[Records from a data collection]
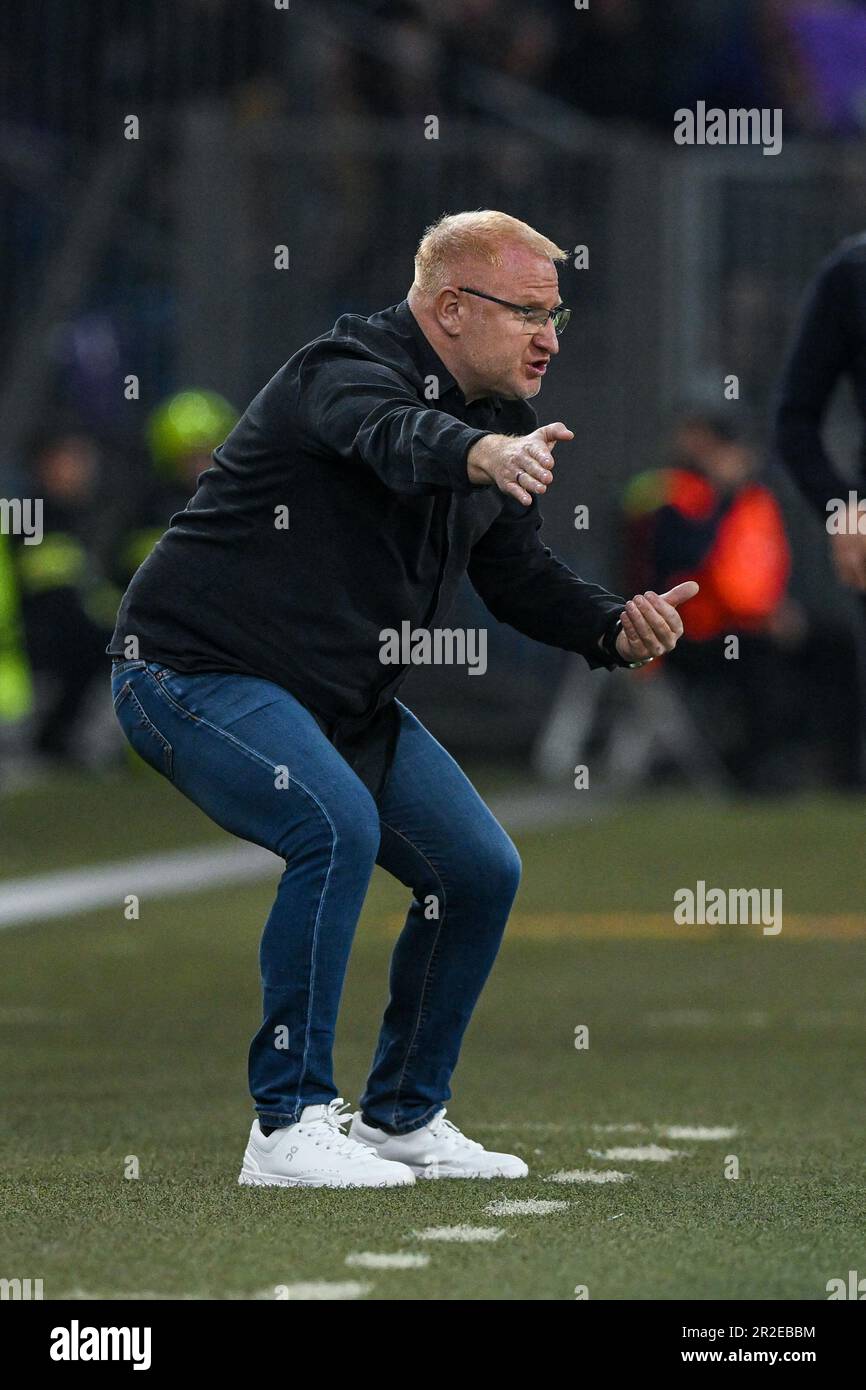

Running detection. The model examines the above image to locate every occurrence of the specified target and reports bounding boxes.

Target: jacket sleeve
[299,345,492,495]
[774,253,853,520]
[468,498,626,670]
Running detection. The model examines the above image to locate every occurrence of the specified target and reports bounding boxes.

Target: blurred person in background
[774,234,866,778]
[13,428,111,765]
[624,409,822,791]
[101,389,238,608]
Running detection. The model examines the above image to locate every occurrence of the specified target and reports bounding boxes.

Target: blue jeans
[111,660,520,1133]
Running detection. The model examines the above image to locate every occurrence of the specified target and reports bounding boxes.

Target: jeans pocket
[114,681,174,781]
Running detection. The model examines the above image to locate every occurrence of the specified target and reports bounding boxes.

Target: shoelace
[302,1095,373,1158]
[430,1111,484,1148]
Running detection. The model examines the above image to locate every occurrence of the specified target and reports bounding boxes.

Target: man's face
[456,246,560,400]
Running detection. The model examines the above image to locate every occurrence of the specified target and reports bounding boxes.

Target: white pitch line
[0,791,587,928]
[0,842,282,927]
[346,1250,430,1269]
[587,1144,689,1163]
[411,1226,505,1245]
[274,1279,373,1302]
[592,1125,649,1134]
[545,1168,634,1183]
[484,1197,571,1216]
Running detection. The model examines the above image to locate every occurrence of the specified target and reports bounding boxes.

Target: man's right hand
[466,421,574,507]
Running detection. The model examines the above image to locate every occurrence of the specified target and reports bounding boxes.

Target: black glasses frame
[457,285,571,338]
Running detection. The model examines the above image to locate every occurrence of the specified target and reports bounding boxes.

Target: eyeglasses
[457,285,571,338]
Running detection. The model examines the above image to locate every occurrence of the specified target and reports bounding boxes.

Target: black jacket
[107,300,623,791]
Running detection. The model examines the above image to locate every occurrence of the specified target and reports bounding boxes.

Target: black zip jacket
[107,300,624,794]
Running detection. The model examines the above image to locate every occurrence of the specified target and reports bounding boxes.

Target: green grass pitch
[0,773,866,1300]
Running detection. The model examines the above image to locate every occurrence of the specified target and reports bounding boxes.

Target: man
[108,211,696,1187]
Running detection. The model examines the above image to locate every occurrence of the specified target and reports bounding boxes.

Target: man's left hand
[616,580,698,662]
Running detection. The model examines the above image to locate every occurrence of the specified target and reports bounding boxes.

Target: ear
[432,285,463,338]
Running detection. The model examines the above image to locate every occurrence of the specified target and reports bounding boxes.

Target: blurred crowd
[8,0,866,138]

* [Exercise prompt] Format the data from its beginning through the line containing "[468,498,626,670]", including that line, as a JSON list of strings with one string per line. Skip blank lines and leave the picture out.

* [The result]
[
  "Running detection. The model examines the above image to locate every occurrence of the specified target and reports bounding boxes.",
  "Target: jacket sleeve",
  "[299,345,492,495]",
  "[774,253,853,520]",
  "[468,498,626,670]"
]